[EXTRACT]
==========

It stands to reason the OP doesn't understand the code or what he's (probably the LLM) has written if he can't manage to reproduce his own results. We have all been there, but this kind of "try stuff" and "not understand the cause and effect" of your changes is a recipe for long-term disaster. Noticeably also is a lack of desire to understand what the actual change was, and reinforcement of bad development practices.
Using LLMs as an extra backup buffer sounds really neat.
But I was trained with editing files in telnet over shaky connections, before Vim had auto-backup. You learn to hit save very frequently. After 3 decades I still reflexively hit save when I don’t need to.
I don’t forget to stage/commit in git between my prompts.
The new checkpoint and rollback features seem neat for people who don’t have those already. But they’re standard tools.
This isn't actually a Gemini - a copy of the file was already stored locally by Cursor. Most modern editors, including VS Code, can recover files from local history without needing Git.
The interesting thing here is the common misconception that LLMs maintain internal state between sessions which obviously they don't. They don't have memory and they don't know about your files.
Over the years, I've heard so many stories like these without happy ending - developers wasting days and sometimes even a week or two of work, because they do like to commit and use git often - that my long-time upheld practice is to pretty much always create feature/develop branches and commit as often as possible, often multiple times per hour.
Git is not just for saving personal history. It's also, and more importantly, a collaboration tool. Your contex window is no substitute for that, and can't even be relied on to be either complete or accurate over what might be years of development.
1M context is amazing, but even after 100k tokens Gemini 2.5 Pro is usually incapable of consistently reproducing 300 LOC file without changing something in process. And it actually take a lot of effort to make sure it do not touch files it not suppose to.

==========

[EXERCISE INSTRUCTIONS]
According to the thread, what can most modern editors, including VS Code, do without needing Git? The items after this point are separate material, unrelated to the thread.

[INFORMATION GIVEN]
==========

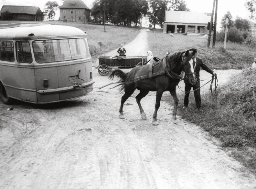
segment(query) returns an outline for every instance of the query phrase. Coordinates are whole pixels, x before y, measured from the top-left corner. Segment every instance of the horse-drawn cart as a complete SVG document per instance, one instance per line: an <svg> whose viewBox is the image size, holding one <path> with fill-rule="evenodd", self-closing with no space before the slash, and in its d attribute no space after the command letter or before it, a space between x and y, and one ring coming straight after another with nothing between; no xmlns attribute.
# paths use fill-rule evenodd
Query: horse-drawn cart
<svg viewBox="0 0 256 189"><path fill-rule="evenodd" d="M132 68L147 62L147 56L98 56L98 72L101 75L106 75L110 68Z"/></svg>

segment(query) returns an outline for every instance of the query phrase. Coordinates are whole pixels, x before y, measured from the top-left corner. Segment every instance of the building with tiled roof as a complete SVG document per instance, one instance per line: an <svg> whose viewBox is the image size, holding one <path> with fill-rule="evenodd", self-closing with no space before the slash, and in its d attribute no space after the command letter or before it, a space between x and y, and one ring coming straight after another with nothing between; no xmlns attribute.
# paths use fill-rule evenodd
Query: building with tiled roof
<svg viewBox="0 0 256 189"><path fill-rule="evenodd" d="M251 26L250 31L251 36L256 37L256 23L249 20L247 20Z"/></svg>
<svg viewBox="0 0 256 189"><path fill-rule="evenodd" d="M66 0L59 6L59 20L84 22L90 21L91 9L81 0Z"/></svg>
<svg viewBox="0 0 256 189"><path fill-rule="evenodd" d="M42 21L43 19L43 13L36 6L4 5L0 11L1 17L3 13L6 11L12 14L14 20Z"/></svg>
<svg viewBox="0 0 256 189"><path fill-rule="evenodd" d="M190 11L165 11L164 33L207 34L211 13Z"/></svg>

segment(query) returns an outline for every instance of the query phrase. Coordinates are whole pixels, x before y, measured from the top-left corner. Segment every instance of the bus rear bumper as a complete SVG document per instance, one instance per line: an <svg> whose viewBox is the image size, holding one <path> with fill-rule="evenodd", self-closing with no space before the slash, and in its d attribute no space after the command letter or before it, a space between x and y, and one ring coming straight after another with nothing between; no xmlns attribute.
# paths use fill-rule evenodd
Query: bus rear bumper
<svg viewBox="0 0 256 189"><path fill-rule="evenodd" d="M92 80L91 81L88 82L87 83L84 83L81 84L76 84L72 86L69 87L62 87L61 88L58 88L58 89L46 89L43 90L38 90L37 91L37 93L40 94L50 94L52 93L61 93L62 92L65 92L66 91L71 91L73 90L76 90L80 88L85 88L86 87L92 85L95 83L95 81L94 80ZM86 89L85 88L85 89ZM92 88L90 88L88 89L92 89ZM91 90L89 90L91 91Z"/></svg>

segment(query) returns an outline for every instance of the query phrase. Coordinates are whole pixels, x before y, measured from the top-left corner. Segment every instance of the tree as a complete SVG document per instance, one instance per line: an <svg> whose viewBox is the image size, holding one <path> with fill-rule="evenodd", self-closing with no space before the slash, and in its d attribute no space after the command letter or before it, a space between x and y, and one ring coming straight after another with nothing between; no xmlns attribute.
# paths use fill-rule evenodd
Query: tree
<svg viewBox="0 0 256 189"><path fill-rule="evenodd" d="M242 19L237 16L235 21L235 26L240 30L249 31L251 28L251 25L246 19Z"/></svg>
<svg viewBox="0 0 256 189"><path fill-rule="evenodd" d="M55 11L59 8L58 3L56 1L48 1L45 4L44 15L47 20L52 20L54 19Z"/></svg>
<svg viewBox="0 0 256 189"><path fill-rule="evenodd" d="M229 11L227 13L224 15L221 18L221 28L226 28L226 18L228 18L229 19L229 25L228 25L228 27L230 28L233 25L233 17L231 15L231 13Z"/></svg>
<svg viewBox="0 0 256 189"><path fill-rule="evenodd" d="M170 10L176 11L189 11L184 0L171 0Z"/></svg>
<svg viewBox="0 0 256 189"><path fill-rule="evenodd" d="M149 21L155 28L155 25L163 27L165 21L165 11L168 9L167 7L168 0L149 0L150 11L148 13L149 15Z"/></svg>
<svg viewBox="0 0 256 189"><path fill-rule="evenodd" d="M256 13L255 12L256 0L247 0L245 2L245 5L250 12L250 18L253 19L256 19Z"/></svg>

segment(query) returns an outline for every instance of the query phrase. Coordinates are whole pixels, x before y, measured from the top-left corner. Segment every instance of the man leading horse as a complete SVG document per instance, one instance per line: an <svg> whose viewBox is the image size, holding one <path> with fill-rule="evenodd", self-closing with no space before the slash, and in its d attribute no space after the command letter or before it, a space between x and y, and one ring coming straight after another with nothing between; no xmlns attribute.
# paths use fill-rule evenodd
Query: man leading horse
<svg viewBox="0 0 256 189"><path fill-rule="evenodd" d="M196 101L196 104L197 106L197 109L198 110L201 109L201 99L200 94L200 79L199 72L200 68L202 68L208 73L212 74L213 75L217 75L217 74L213 71L210 69L208 67L203 63L202 59L197 57L196 55L197 52L197 50L194 48L192 48L189 49L190 51L193 51L195 52L194 55L190 61L193 61L193 65L195 72L195 75L197 79L197 81L194 85L191 84L188 81L188 78L187 77L186 73L185 73L184 80L185 83L185 92L186 92L185 97L184 98L183 109L186 109L188 105L188 96L189 95L189 92L191 88L193 87L194 90L195 100Z"/></svg>

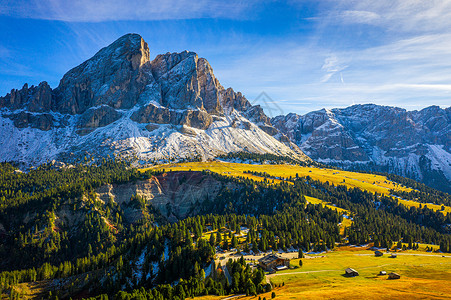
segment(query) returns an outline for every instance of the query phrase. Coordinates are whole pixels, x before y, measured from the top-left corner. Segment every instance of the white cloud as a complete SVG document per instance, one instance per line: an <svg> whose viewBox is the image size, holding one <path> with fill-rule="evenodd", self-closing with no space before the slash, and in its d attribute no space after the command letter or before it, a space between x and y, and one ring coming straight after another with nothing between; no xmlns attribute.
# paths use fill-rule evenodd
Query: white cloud
<svg viewBox="0 0 451 300"><path fill-rule="evenodd" d="M448 30L451 0L326 0L330 17L403 32Z"/></svg>
<svg viewBox="0 0 451 300"><path fill-rule="evenodd" d="M377 24L381 16L371 11L345 10L339 18L345 23Z"/></svg>
<svg viewBox="0 0 451 300"><path fill-rule="evenodd" d="M67 22L235 19L253 4L238 0L15 0L0 3L0 15Z"/></svg>

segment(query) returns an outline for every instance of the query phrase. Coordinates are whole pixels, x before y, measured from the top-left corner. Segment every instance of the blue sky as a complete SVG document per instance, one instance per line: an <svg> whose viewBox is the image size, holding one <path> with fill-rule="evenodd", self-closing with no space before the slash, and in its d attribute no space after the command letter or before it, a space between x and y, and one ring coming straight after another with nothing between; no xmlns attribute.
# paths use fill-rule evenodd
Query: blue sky
<svg viewBox="0 0 451 300"><path fill-rule="evenodd" d="M190 50L272 114L451 103L451 1L0 0L0 95L53 88L129 32L151 58ZM264 104L264 103L260 103Z"/></svg>

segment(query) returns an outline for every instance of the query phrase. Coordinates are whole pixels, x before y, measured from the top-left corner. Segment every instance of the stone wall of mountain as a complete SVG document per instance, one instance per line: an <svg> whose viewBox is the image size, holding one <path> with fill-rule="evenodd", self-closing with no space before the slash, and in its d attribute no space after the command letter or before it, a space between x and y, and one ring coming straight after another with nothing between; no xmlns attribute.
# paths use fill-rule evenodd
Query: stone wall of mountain
<svg viewBox="0 0 451 300"><path fill-rule="evenodd" d="M288 114L271 120L312 159L388 171L451 186L451 108L420 111L374 104Z"/></svg>
<svg viewBox="0 0 451 300"><path fill-rule="evenodd" d="M118 155L142 163L234 151L307 159L259 106L225 89L204 58L166 53L127 34L67 72L0 97L0 155L40 163ZM277 139L276 139L277 137Z"/></svg>

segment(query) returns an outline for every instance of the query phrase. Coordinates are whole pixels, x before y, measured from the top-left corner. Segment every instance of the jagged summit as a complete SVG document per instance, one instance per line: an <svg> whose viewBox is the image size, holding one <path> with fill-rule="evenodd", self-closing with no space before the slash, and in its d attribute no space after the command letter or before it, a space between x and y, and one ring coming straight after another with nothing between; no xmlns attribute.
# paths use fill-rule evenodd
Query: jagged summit
<svg viewBox="0 0 451 300"><path fill-rule="evenodd" d="M311 158L388 171L443 189L451 183L451 108L420 111L375 104L271 120Z"/></svg>
<svg viewBox="0 0 451 300"><path fill-rule="evenodd" d="M204 58L150 60L127 34L68 71L57 88L24 85L0 97L0 154L27 164L86 155L168 161L234 151L306 158L259 106L225 89ZM280 142L283 141L283 142Z"/></svg>

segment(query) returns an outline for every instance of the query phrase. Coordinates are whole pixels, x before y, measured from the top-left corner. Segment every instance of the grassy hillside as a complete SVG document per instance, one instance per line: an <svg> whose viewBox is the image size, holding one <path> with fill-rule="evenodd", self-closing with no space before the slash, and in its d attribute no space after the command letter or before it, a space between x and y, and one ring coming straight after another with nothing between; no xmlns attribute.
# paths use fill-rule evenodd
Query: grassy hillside
<svg viewBox="0 0 451 300"><path fill-rule="evenodd" d="M345 185L348 188L360 188L362 190L378 193L383 195L389 195L390 190L400 192L410 192L411 188L405 187L399 183L393 182L387 177L376 174L358 173L341 171L328 168L317 167L304 167L288 164L276 164L276 165L264 165L264 164L241 164L230 163L223 161L211 161L211 162L186 162L159 165L144 170L165 170L165 171L203 171L209 170L225 176L233 177L246 177L256 181L263 181L265 178L258 175L246 173L248 171L267 173L271 177L270 181L274 180L275 183L280 182L283 179L309 176L313 180L319 180L321 182L329 182L334 185ZM275 179L274 179L275 178ZM420 203L414 199L398 199L398 202L407 207L419 207ZM424 204L423 204L424 205ZM427 204L430 209L442 211L442 206L437 204ZM450 206L445 206L442 211L443 214L451 212Z"/></svg>
<svg viewBox="0 0 451 300"><path fill-rule="evenodd" d="M320 255L306 255L302 261L299 268L267 275L276 286L275 299L446 299L451 294L450 256L405 251L398 253L397 258L389 258L387 254L375 257L372 251L362 248L341 248ZM299 259L291 263L299 265ZM348 267L356 269L360 275L343 276ZM388 276L379 276L380 271L396 272L401 278L389 280ZM271 299L271 293L259 296Z"/></svg>

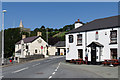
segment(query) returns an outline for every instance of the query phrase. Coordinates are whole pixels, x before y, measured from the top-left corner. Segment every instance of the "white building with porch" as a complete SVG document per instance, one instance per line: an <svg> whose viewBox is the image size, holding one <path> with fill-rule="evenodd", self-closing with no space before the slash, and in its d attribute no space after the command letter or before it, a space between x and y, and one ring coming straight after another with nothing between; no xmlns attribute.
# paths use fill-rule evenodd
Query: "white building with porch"
<svg viewBox="0 0 120 80"><path fill-rule="evenodd" d="M45 42L39 35L27 38L23 35L22 37L23 39L15 44L16 58L26 58L26 56L34 54L43 54L45 57L48 57L48 43Z"/></svg>
<svg viewBox="0 0 120 80"><path fill-rule="evenodd" d="M89 23L75 22L75 29L66 33L66 61L88 57L91 63L120 58L120 26L118 16Z"/></svg>

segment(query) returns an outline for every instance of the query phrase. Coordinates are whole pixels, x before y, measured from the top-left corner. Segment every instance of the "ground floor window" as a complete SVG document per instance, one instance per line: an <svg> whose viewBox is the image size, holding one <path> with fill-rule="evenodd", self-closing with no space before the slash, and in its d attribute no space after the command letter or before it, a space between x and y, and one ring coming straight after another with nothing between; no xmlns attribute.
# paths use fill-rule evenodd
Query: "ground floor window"
<svg viewBox="0 0 120 80"><path fill-rule="evenodd" d="M117 49L110 49L111 59L117 59Z"/></svg>
<svg viewBox="0 0 120 80"><path fill-rule="evenodd" d="M82 49L78 49L78 58L83 59L83 50Z"/></svg>

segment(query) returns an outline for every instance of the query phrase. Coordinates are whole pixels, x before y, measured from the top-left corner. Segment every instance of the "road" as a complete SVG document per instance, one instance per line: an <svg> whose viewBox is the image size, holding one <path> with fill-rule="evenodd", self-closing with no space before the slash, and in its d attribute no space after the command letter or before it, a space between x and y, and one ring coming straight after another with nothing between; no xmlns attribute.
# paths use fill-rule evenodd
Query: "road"
<svg viewBox="0 0 120 80"><path fill-rule="evenodd" d="M49 57L43 60L17 64L2 69L5 78L103 78L102 76L66 64L65 57Z"/></svg>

==========

[RESPONSE AREA]
They can recover files from local history.